* [What needs to be done] Exact reproduction of the data is required, with images excluded.

* [Data supplied]
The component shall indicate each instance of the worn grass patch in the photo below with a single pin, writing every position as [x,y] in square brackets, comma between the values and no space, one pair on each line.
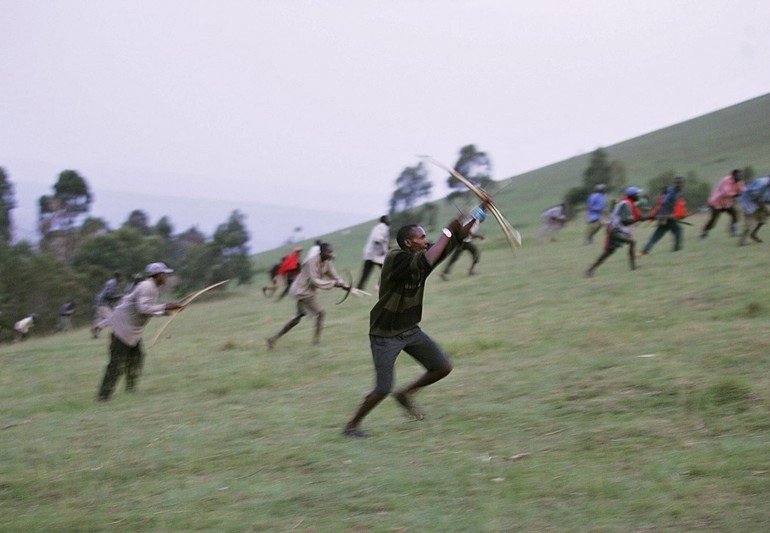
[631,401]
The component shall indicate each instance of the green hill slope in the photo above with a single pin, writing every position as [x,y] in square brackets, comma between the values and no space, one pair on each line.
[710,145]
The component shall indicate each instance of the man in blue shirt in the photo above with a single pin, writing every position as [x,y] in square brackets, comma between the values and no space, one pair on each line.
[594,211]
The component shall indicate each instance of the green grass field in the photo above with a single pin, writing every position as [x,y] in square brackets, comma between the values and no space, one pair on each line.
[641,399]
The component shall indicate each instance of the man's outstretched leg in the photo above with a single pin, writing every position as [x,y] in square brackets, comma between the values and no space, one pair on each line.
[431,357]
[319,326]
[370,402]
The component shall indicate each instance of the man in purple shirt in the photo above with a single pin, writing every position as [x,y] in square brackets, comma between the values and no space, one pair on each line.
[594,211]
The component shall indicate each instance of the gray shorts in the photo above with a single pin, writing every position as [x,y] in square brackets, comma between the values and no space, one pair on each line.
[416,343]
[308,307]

* [Expected output]
The component shall indicate each instance of the worn grass patch in the photo below with a single pin, writing every position as [x,y] in square brackets, comma between the values and no space, one pair on each line.
[631,401]
The component shall indicate each instance of the green hill slope in the photo above with a single pin, writing every position as [x,y] in square brackets, comma between the values and no space, one pair on each line.
[710,145]
The component shall indicate each instance of the man in blue shirt in the photo above with a single pin, writing every position as [x,y] in square brackets, comma between the values and no space, one pair on each line.
[594,211]
The component shall indicate each instance of the green grass field in the photo above with a single pin, writing every position as [x,y] in square brackets, comma between the values and no space, one pair on each line.
[641,399]
The component shall indicate each instance of the man's outstretched leg in the photo above with a single pin, writing every position as [x,y] in square brackets, comma between the values and no space, one pair on each line.
[431,357]
[319,326]
[370,402]
The component shall indicate each instance of the man in purple shirt in the photo above with a single pin, writing every position as [x,y] in square brackets, comma between the values and no space, one pair on each line.
[594,211]
The component shall indicate each instance of the gray shorts in the photo above with a single pin, writing every position as [x,y] in square brackets, comma between the values and no space, one pair on each line.
[416,343]
[308,307]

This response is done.